▶ **ACTIVITY**:
Wherever the listing has a line with the string "construction", copy that line out.

▶ **EXCERPTED DATA**:
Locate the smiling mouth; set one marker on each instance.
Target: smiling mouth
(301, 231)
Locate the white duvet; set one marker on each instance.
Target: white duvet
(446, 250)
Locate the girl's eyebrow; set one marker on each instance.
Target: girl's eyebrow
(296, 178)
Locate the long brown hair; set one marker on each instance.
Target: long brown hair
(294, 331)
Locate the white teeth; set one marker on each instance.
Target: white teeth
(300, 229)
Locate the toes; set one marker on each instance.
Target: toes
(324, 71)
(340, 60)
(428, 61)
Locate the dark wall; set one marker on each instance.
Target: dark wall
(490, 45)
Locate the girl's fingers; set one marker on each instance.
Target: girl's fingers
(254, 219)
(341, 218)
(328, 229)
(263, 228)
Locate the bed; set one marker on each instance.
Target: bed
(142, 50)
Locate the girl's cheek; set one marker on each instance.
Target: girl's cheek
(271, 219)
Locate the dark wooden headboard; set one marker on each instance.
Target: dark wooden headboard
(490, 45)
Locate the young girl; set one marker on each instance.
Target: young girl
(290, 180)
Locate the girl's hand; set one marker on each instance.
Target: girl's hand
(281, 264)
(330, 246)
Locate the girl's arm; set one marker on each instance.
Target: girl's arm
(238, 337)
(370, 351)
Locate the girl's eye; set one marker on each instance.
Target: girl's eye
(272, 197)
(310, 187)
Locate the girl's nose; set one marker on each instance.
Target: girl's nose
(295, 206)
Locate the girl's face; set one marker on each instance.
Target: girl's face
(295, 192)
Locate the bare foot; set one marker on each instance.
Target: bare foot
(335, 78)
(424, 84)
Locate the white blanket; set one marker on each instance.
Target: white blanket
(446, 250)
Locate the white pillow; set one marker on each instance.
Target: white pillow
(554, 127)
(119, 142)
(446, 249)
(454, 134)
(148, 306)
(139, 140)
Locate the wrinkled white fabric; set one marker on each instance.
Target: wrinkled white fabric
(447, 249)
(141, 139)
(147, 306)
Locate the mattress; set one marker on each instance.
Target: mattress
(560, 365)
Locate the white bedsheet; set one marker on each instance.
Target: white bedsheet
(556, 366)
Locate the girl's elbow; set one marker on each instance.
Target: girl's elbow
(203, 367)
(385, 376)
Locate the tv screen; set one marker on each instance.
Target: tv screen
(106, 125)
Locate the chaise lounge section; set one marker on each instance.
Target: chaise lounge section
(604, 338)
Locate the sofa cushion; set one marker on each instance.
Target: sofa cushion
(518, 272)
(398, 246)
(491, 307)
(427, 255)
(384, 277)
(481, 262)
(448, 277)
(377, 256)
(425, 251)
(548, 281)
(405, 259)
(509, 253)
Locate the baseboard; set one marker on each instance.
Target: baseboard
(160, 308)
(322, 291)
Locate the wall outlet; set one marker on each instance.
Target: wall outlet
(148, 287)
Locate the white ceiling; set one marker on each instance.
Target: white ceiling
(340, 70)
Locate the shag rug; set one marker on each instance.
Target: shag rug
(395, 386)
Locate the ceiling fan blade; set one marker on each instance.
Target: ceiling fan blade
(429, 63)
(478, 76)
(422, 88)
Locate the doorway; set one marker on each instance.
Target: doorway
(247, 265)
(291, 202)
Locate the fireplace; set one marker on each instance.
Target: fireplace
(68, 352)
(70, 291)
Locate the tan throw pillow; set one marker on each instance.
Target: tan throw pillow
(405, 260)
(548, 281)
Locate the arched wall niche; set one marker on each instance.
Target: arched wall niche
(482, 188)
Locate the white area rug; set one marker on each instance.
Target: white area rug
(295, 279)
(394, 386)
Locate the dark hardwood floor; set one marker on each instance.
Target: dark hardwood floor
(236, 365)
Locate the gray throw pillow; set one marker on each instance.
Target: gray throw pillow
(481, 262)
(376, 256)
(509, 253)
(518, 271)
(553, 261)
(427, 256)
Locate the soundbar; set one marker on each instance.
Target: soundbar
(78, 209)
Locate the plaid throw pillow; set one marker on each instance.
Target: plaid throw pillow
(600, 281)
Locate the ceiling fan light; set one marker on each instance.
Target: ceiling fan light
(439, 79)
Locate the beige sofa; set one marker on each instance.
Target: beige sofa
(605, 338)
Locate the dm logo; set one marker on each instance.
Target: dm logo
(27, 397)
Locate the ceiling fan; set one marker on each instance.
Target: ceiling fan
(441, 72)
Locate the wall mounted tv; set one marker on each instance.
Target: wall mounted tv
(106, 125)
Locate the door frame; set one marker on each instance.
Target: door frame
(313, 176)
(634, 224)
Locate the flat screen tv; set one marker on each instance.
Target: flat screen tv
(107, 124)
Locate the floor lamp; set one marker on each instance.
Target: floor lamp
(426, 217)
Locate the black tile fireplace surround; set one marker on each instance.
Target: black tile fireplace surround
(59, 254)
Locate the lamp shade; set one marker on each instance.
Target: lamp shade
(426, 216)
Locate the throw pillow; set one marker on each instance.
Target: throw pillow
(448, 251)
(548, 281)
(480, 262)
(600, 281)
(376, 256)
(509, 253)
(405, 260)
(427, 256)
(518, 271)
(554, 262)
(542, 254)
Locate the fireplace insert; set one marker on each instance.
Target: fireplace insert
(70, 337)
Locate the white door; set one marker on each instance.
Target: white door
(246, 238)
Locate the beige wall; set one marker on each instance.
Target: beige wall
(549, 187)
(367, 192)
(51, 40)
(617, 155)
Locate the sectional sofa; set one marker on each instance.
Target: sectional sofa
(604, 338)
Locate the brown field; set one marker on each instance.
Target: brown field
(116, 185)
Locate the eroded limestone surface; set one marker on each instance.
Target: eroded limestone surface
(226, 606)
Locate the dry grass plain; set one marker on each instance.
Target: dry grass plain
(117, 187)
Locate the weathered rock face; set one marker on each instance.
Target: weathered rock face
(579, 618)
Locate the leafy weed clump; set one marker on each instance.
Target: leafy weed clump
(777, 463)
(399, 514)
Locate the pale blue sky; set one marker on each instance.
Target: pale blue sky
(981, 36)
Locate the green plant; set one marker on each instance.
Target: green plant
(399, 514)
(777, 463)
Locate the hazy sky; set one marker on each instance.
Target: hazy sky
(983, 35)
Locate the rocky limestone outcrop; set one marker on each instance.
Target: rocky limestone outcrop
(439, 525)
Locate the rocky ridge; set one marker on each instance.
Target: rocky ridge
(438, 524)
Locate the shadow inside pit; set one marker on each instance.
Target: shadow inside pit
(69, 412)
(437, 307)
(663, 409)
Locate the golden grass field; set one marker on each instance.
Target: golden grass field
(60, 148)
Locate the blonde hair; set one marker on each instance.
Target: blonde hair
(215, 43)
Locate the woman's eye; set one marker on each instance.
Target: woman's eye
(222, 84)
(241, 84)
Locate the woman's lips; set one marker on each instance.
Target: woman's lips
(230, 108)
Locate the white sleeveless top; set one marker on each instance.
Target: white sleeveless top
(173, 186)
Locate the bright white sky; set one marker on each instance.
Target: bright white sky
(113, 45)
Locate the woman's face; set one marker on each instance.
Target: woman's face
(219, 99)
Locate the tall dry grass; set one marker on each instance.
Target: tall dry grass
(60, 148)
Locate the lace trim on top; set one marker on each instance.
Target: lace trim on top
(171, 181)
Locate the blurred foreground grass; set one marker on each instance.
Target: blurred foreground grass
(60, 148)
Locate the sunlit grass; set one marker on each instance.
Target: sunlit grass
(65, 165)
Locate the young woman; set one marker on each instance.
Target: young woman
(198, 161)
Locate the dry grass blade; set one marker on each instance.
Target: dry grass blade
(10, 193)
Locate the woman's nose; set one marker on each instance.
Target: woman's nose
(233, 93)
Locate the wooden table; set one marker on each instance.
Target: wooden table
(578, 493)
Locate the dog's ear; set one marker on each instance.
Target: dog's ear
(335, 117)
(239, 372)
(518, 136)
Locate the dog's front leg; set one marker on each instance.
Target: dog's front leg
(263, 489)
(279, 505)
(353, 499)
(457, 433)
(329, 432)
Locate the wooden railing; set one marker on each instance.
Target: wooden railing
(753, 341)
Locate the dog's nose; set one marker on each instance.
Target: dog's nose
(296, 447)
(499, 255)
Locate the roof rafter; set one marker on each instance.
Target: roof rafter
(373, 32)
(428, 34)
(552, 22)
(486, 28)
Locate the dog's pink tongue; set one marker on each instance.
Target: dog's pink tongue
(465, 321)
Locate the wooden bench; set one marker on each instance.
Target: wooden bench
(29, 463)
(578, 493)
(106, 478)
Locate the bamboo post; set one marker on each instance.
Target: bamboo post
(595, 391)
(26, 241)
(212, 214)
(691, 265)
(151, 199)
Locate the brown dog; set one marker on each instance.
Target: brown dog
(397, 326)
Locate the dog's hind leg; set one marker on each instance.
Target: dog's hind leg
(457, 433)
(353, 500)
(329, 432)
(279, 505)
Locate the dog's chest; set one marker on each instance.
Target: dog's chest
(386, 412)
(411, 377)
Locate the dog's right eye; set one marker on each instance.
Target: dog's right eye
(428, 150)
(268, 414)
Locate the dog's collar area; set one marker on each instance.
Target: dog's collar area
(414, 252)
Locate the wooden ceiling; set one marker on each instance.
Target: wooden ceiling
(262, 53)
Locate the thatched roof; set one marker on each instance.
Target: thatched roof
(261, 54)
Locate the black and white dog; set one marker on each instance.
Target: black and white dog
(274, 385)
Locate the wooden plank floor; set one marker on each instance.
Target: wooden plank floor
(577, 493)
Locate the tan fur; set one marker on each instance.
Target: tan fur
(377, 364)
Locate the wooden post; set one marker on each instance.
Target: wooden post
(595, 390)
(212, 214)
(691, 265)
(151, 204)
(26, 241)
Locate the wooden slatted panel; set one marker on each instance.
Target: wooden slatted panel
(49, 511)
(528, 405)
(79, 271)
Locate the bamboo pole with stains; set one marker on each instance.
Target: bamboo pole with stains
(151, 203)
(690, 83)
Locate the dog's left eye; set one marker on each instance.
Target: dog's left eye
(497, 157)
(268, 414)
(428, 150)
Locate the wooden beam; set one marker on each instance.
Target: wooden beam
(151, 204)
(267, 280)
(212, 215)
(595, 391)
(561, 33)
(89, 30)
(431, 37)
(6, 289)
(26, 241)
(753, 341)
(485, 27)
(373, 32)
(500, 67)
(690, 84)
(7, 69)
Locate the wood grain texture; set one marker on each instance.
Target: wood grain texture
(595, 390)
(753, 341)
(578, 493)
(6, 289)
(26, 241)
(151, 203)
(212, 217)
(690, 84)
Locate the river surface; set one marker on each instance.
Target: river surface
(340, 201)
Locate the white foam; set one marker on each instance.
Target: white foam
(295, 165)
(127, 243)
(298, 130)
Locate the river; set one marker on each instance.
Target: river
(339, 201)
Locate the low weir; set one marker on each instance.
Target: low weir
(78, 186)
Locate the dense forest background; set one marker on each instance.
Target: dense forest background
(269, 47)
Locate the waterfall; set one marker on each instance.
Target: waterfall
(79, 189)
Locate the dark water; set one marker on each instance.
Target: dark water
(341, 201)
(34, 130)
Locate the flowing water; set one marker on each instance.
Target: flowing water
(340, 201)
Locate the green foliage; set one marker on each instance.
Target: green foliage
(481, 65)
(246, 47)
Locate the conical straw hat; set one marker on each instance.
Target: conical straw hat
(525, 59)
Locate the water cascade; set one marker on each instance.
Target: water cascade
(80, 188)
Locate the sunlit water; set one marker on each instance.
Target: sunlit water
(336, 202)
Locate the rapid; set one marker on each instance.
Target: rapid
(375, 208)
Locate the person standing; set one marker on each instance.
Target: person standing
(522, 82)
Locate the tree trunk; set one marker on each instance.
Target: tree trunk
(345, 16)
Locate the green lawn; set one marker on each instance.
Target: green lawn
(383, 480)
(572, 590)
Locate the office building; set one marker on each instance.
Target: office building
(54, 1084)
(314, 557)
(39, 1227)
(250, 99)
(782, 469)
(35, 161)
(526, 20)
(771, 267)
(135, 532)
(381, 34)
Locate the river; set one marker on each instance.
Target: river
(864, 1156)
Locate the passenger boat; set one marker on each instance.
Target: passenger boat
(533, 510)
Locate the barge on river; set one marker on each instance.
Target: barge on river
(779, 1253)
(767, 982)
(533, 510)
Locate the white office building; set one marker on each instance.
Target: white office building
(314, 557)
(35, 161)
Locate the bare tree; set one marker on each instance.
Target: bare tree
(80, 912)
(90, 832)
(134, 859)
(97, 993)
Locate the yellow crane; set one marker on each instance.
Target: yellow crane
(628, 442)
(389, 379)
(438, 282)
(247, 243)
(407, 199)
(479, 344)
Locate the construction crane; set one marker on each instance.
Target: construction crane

▶ **ANSWER FOR THE TASK**:
Locate the construction crane; set one marker on each instance.
Target: construction crane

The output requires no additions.